TO DO: Begin the copy at the line containing "of the arched" in the data below and end it at the line containing "of the kangaroo", keeping each line exact and leaving out pictures.

[Point localization data]
--------------------------------

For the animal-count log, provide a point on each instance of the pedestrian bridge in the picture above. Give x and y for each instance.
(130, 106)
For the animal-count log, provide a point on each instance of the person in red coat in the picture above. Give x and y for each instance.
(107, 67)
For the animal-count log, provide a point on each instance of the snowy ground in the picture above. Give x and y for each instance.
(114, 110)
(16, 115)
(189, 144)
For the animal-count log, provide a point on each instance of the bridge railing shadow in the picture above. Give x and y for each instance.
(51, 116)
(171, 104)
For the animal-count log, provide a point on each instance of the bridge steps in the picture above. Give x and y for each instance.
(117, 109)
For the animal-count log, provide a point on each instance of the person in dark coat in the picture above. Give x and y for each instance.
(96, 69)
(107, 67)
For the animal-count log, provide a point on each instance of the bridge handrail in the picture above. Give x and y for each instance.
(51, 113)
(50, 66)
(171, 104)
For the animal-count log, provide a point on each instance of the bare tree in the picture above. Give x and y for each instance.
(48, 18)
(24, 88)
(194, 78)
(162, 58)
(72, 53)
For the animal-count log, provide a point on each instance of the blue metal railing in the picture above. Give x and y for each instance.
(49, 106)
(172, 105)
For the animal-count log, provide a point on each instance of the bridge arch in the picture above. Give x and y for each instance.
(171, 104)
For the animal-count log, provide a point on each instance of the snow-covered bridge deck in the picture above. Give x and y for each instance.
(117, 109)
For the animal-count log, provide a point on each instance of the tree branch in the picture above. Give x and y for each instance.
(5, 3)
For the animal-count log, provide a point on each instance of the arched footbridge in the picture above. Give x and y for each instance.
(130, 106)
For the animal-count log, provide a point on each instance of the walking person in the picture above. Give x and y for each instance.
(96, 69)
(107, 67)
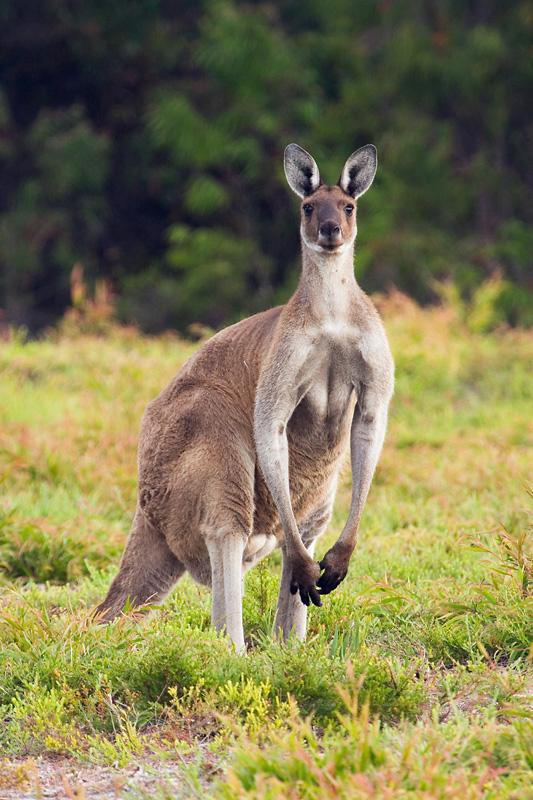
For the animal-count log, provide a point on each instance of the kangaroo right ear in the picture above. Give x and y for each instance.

--------------------------------

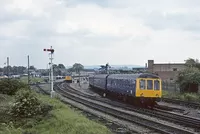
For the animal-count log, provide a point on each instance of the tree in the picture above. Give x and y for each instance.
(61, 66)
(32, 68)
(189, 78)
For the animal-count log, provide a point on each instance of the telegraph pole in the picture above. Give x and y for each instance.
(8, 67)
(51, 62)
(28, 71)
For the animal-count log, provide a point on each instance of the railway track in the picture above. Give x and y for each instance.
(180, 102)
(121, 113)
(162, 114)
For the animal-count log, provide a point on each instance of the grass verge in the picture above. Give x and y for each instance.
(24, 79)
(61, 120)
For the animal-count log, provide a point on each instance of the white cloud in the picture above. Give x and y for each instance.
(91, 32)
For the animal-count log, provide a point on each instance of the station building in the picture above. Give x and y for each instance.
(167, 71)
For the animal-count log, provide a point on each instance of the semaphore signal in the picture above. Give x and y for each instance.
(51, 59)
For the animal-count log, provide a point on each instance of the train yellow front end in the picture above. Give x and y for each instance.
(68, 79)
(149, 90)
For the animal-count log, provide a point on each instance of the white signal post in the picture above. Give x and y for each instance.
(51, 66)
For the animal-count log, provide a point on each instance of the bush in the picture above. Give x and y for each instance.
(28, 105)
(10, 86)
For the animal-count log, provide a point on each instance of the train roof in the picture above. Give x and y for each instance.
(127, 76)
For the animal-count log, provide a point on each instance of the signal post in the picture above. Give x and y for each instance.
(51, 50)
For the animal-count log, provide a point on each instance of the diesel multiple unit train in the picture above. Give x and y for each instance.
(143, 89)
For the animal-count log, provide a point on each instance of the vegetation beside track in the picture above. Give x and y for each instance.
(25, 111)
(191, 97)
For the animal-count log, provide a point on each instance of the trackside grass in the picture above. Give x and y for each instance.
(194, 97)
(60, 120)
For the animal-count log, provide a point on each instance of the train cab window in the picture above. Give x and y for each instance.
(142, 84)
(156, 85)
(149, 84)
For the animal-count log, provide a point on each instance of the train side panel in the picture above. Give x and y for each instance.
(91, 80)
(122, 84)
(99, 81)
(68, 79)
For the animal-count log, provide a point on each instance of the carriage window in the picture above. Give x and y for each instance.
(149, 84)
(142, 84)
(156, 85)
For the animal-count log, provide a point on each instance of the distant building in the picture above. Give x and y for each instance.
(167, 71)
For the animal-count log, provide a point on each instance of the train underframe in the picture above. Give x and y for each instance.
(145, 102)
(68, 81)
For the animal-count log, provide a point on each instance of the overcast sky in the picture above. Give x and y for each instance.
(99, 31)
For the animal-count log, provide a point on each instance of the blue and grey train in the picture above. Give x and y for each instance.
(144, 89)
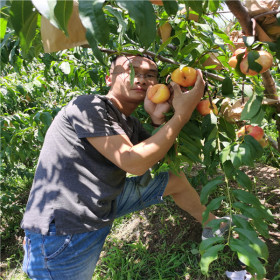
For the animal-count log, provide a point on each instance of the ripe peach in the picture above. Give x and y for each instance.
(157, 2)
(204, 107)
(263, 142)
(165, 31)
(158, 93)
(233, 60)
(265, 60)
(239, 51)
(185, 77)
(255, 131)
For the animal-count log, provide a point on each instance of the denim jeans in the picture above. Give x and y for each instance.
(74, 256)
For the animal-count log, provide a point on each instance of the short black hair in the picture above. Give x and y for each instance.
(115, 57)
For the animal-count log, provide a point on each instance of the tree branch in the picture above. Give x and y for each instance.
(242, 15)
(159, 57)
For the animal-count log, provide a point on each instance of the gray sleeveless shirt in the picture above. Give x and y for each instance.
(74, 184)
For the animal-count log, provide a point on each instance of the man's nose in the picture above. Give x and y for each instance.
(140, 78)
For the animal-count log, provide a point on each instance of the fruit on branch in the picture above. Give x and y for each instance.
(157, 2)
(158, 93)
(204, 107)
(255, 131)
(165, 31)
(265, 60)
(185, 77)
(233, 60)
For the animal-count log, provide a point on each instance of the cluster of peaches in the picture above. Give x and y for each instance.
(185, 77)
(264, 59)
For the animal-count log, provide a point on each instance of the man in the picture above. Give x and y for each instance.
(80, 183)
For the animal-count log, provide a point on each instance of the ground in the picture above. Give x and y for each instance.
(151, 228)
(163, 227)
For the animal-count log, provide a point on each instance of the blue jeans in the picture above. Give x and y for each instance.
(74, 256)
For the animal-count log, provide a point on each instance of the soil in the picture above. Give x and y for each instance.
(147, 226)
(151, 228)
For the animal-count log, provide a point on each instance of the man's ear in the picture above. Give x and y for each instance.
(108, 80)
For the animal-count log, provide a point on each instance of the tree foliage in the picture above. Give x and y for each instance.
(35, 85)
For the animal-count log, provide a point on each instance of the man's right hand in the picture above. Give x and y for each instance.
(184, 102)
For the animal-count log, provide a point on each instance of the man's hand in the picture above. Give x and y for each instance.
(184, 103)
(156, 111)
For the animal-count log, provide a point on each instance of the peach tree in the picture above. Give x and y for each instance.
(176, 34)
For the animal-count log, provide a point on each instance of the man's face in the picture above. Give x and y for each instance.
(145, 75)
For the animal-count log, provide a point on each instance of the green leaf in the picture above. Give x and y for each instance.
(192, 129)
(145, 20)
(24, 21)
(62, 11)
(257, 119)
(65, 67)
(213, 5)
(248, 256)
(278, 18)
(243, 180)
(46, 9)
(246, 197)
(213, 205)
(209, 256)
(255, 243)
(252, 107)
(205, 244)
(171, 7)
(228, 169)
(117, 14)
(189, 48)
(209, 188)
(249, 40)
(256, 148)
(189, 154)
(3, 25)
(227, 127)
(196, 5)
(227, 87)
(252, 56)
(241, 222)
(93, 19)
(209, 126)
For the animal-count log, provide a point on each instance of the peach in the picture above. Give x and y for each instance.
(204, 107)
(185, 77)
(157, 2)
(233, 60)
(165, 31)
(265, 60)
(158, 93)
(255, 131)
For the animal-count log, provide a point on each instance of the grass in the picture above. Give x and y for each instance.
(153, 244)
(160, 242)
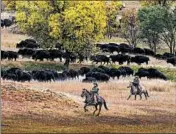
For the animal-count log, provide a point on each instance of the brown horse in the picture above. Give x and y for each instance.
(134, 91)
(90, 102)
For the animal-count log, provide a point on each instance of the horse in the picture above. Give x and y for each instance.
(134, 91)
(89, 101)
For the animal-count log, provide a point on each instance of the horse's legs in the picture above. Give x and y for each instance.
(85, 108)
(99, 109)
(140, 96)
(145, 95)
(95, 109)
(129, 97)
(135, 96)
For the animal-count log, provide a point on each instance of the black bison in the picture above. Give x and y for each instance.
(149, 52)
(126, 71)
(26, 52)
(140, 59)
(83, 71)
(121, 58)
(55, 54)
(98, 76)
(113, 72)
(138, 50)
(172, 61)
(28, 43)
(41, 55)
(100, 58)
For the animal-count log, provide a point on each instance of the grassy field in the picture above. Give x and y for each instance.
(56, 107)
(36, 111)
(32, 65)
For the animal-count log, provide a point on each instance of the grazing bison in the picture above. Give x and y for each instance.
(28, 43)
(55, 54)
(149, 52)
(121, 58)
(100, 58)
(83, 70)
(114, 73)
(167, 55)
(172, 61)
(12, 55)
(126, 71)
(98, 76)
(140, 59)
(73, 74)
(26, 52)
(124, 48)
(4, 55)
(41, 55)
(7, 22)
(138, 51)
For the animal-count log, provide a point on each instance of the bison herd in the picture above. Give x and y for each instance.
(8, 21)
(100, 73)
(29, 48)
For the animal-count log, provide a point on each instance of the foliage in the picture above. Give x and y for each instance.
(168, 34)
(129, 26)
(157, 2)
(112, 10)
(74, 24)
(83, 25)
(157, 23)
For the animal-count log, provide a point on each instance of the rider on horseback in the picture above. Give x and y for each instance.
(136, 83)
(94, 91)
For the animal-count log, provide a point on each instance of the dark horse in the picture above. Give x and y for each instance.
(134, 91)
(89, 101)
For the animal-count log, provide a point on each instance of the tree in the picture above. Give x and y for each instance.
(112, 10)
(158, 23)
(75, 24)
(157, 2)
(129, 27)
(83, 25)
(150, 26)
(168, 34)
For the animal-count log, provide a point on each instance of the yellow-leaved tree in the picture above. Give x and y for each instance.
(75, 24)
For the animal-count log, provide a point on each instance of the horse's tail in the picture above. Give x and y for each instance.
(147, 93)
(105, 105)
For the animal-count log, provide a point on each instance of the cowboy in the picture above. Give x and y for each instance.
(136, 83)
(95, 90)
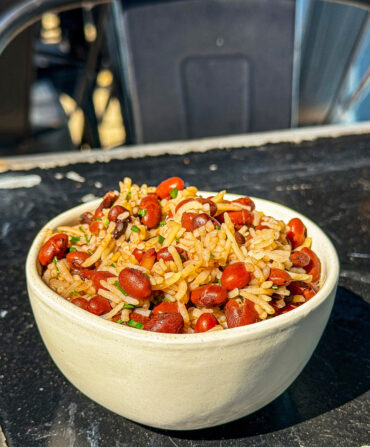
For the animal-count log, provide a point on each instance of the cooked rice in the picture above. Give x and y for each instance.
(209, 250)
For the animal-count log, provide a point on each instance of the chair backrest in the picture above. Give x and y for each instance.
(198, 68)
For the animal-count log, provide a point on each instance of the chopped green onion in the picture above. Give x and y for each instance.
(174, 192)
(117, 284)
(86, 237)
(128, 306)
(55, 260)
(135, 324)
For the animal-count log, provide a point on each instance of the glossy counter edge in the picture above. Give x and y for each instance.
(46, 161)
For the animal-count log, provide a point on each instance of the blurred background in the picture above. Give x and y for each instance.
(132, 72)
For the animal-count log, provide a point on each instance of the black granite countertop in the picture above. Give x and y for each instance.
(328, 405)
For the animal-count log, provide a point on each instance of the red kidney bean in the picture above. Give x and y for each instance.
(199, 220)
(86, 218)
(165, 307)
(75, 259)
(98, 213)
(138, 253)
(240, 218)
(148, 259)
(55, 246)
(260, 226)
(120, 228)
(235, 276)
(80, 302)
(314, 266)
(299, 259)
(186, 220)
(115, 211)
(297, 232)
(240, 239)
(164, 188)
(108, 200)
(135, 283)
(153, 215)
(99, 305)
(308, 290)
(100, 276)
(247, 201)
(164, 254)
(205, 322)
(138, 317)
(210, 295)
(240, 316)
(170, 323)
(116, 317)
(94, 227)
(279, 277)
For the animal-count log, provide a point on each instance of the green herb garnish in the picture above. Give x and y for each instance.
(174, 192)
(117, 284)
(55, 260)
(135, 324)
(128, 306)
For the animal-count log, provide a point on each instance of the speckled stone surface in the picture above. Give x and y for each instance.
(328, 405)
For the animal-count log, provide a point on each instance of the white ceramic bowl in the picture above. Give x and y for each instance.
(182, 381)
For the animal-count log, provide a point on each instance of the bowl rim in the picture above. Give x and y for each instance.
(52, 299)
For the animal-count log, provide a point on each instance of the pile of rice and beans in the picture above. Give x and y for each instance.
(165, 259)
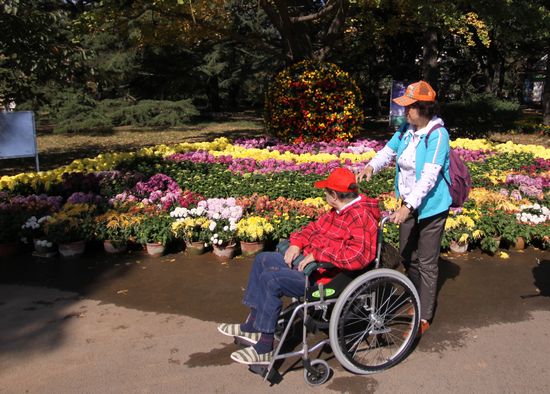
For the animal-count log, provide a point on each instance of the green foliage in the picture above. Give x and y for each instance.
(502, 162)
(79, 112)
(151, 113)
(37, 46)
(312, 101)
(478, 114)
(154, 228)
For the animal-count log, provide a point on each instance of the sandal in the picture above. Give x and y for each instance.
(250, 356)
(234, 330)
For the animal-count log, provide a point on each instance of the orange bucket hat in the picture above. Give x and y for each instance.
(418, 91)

--------------------------------

ANSWER TO THIS TASK:
For the animal-count log, provide a point on each instance of the arched footbridge in the picture above. Give x and y for each instance.
(130, 106)
For the animal-count log, provide a point on each instance of the walking person in the picture above. Give x and y for each instance.
(96, 69)
(107, 67)
For the animal-count log, provide a point on each instance of the kangaroo right ear in the picture above. Give x and y for each instance.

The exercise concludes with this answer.